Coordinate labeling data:
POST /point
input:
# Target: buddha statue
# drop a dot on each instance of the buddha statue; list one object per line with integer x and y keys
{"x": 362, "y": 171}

GIVEN TASK: Transcribe the listing above line by line, reproducing each character without any change.

FINAL RESULT:
POST /point
input:
# Target: buddha statue
# drop a dot on each instance of the buddha statue; list one object per line with integer x and y keys
{"x": 362, "y": 171}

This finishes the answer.